• [Task description] The range starts at the line containing "Kindly outline every instance of the **light" and ends at the last line of the records below. Reproduce those lines exactly.

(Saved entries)
↓
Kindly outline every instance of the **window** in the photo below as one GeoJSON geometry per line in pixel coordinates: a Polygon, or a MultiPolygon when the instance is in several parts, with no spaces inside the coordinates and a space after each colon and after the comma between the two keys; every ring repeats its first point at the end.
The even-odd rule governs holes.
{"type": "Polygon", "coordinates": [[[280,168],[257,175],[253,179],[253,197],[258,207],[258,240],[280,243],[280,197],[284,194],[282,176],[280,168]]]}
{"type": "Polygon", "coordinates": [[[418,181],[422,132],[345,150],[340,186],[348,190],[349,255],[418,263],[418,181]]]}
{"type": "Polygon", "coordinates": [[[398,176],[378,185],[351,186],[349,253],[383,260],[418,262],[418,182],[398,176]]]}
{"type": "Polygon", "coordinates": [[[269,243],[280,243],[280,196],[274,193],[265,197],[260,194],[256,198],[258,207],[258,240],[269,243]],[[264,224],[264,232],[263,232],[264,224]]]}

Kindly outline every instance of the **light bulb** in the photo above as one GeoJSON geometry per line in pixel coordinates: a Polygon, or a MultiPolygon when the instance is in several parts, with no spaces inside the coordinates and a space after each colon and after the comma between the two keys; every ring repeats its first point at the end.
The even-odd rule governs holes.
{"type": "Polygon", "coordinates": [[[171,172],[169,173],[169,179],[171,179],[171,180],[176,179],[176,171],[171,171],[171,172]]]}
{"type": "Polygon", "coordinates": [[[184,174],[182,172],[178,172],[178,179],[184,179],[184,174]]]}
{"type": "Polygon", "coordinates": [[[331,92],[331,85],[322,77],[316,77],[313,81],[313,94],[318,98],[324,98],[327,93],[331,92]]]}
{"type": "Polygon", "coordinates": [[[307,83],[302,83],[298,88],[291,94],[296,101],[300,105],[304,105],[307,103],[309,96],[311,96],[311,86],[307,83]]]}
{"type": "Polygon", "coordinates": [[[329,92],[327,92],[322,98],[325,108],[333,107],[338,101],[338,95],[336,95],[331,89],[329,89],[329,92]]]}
↑
• [Answer to this task]
Kindly outline every instance of the **light bulb** in the photo above as one GeoJSON geometry per line in pixel coordinates: a Polygon, or a MultiPolygon when the instance is in several parts, with no spaces inside the coordinates and a space after each colon and after the comma between the two keys; every ring repeats its first point at the end.
The even-odd rule governs holes.
{"type": "Polygon", "coordinates": [[[171,172],[169,173],[169,179],[171,179],[171,180],[176,179],[176,171],[171,171],[171,172]]]}
{"type": "Polygon", "coordinates": [[[184,174],[182,172],[178,172],[178,179],[184,179],[184,174]]]}
{"type": "Polygon", "coordinates": [[[331,92],[331,85],[322,77],[316,77],[313,81],[313,94],[318,98],[324,98],[327,93],[331,92]]]}
{"type": "Polygon", "coordinates": [[[307,83],[302,83],[298,88],[291,94],[296,101],[300,105],[304,105],[307,103],[309,96],[311,96],[311,86],[307,83]]]}
{"type": "Polygon", "coordinates": [[[329,92],[327,92],[322,98],[325,108],[333,107],[338,101],[338,95],[336,95],[331,89],[329,89],[329,92]]]}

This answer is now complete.